### Entries shown
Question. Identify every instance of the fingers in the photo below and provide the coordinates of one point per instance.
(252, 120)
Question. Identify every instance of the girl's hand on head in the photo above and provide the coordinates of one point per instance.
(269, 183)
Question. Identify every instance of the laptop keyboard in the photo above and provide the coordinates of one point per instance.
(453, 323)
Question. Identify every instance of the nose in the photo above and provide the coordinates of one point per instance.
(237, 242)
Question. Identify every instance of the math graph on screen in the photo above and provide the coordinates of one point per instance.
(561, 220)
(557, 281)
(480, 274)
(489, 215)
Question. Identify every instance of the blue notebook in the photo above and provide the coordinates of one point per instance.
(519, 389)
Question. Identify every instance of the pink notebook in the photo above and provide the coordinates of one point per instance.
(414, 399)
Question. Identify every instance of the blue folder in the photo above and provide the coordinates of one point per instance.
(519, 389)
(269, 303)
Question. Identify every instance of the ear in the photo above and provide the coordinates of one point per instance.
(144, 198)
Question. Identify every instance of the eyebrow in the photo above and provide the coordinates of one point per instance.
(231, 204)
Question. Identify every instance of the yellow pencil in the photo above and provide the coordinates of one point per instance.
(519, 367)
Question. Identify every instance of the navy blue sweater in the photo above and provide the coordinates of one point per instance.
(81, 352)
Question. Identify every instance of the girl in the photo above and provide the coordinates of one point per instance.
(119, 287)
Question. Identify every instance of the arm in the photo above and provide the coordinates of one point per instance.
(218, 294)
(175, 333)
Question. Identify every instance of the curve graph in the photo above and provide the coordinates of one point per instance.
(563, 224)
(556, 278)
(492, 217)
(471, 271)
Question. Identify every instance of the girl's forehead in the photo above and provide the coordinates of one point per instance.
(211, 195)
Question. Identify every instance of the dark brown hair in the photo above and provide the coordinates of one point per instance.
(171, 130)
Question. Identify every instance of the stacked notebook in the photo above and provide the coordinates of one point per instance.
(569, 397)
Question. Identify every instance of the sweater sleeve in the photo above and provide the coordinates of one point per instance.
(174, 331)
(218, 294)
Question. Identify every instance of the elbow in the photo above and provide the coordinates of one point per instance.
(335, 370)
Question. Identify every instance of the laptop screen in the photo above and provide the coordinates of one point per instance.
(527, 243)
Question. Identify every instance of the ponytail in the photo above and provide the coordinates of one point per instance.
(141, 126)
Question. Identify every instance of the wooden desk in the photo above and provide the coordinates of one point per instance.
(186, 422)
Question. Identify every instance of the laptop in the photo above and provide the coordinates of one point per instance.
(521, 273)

### Activity
Send back all of the entries exactly, with nothing missing.

### Answer for the task
Question. Identify every instance of the fingers in the photo below and provide the coordinates of one point per instance.
(252, 120)
Question. Identify every instance of the girl's hand on head in the photo above and provide the coordinates of one point per instance.
(269, 183)
Question. Identify every instance of the laptop keyboard in the photo above and provide the coordinates of one point per instance.
(453, 323)
Question. Identify every instance of the nose in the photo above and provide the coordinates of one point per instance.
(237, 242)
Question. Identify every instance of the math graph on screen in the photo above and provide the coordinates of one point per instance.
(561, 220)
(557, 281)
(480, 274)
(489, 215)
Question. Identify every instance of the blue notebook in the photo above and provide the coordinates of one point per instance.
(519, 389)
Question. Identify every instance of the pink notebook in the photo above and provide the coordinates of one point per instance.
(414, 399)
Question. Identify every instance of the blue folder in the photo above and provide the coordinates of one point per instance.
(519, 389)
(269, 303)
Question. Identify every instance of the ear in the photo above and provide the coordinates of one point per instance.
(144, 198)
Question. Identify every instance of the eyebrow in the photo above and provide the coordinates of one point per instance.
(231, 204)
Question. Identify every instance of the yellow pencil in the photo above and provide the coordinates of one point per instance.
(519, 367)
Question. Identify every instance of the navy blue sweater in the photo above and provide the coordinates of one point per instance.
(81, 352)
Question. Identify every instance of the girl in the photo above and provide the coordinates of one point per instance.
(119, 287)
Question. Identify every instance of the arm in the photo above and provide the coordinates of one point per instance.
(218, 294)
(175, 333)
Question. Identify every instance of the curve graph in the photo above and provide the coordinates of one point per instance.
(563, 224)
(556, 278)
(492, 217)
(471, 271)
Question. Identify every instance of the girl's forehead in the photo above and provide the coordinates of one point per instance.
(211, 195)
Question. Identify every instance of the dark brown hair in the photo above and provide the coordinates of one point per instance.
(171, 130)
Question. Identify every instance of the stacked notebook in the photo above and provide the coordinates of one point per instance.
(569, 397)
Question. Identify every instance of the sweater sleeve in the photo above and provide the coordinates of one point per instance.
(174, 331)
(218, 294)
Question. Identify every instance of the elbow in the photo above and provide the coordinates of one point per instance.
(335, 370)
Question. Identify every instance of the laptop screen in the photo above and provide the coordinates of one point per instance.
(527, 243)
Question. Identify every instance of the ponytail in the photo above and provide the coordinates of one point per instance.
(141, 126)
Question. Identify every instance of the wooden desk in the photo above and provide the coordinates of one point per instance.
(186, 422)
Question. Identify every instance of the laptop in the photo above and provide the coordinates of one point per instance.
(521, 273)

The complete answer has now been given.